■ Excerpt provided:
┌──
And God said to him, “I am God Almighty: be fruitful and multiply. A nation and a company of nations shall come from you, and kings shall come from your own body. The land that I gave to Abraham and Isaac I will give to you, and I will give the land to your offspring after you.”

These are the promises the prophet Elijah knows that our God does not go back on, because the God of Abraham, the God of Isaac, the God of Israel, the God of Moses, the God of Sarah, the God of Elizabeth, and of all the holy angels in heaven, does not go back on His promises.

Micah 7:20 English Standard Version

You will show faithfulness to Jacob and steadfast love to Abraham, as you have sworn to our fathers from the days of old.

This can only make sense if there is an active covenant that was sworn to Jacob and Abraham that the prophet Micah is prayerfully invoking in this passage. He is conversing with God talking about a coming Redeemer, presupposing that Abraham and Jacob are alive at peace in Abraham’s bosom awaiting the steadfast love and mercy sworn to them, and praying that Christ will fulfill the prophecy of The Harrowing of Hades, which was fully fulfilled, because our God keeps His promises.

Ephesians 4:8-10 English Standard Version

Therefore it says,

“When he ascended on high he led a host of captives, and he gave gifts to men.”

(In saying, “He ascended,” what does it mean but that he had also descended into the lower regions, the earth? He who descended is the one who also ascended far above all the heavens, that he might fill all things.)

Deuteronomy 9:26-27 English Standard Version

And I prayed to the LORD, ‘O LORD God, do not destroy your people and your heritage, whom you have redeemed through your greatness, whom you have brought out of Egypt with a mighty hand. Remember your servants, Abraham, Isaac, and Jacob. Do not regard the stubbornness of this people, or their wickedness or their sin.

St. Moses is specifically calling on the piety of the previous patriarchs who have already passed away, and are in the presence of God, to reflect on the Israelites positively, so that God will take mercy on them after they have sinned against the LORD by committing idolatry. I have heard people compare appealing to the saints in heaven for intercessory prayers as similar to a form of idolatry, but how is that so if St. Moses is appealing to the already perfected patriarchs for intercession while asking God to forgive Israel for the sin of idolatry? that wouldn’t make much sense if Moses thought communion of saints was idolatrous.

St. Moses could have skipped verse 27 entirely and just prayed directly to God without asking the intercession of the patriarchs at all, but he didn’t. He valued and honored the past servants of The LORD, just as we do, even going as far as to beg the LORD: please don’t count it against them, LORD — remember your servants — we strive to be as holy as them.

Matthew 22:31-32 English Standard Version

And as for the resurrection of the dead, have you not read what was said to you by God: ‘I am the God of Abraham, and the God of Isaac, and the God of Jacob’? He is not God of the dead, but of the living.
└──
■ Task: Set down the stretch of the scripture commentary from "And God said" through "on His promises.", word for word.

■ Provided material:
┌──
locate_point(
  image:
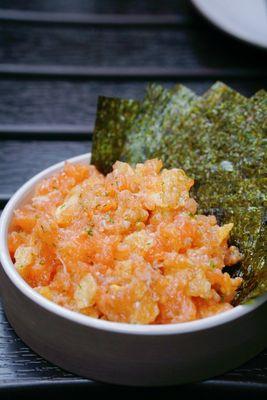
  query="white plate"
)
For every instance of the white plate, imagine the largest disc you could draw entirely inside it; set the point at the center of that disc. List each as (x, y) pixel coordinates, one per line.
└──
■ Result of the exercise:
And God said to him, “I am God Almighty: be fruitful and multiply. A nation and a company of nations shall come from you, and kings shall come from your own body. The land that I gave to Abraham and Isaac I will give to you, and I will give the land to your offspring after you.”

These are the promises the prophet Elijah knows that our God does not go back on, because the God of Abraham, the God of Isaac, the God of Israel, the God of Moses, the God of Sarah, the God of Elizabeth, and of all the holy angels in heaven, does not go back on His promises.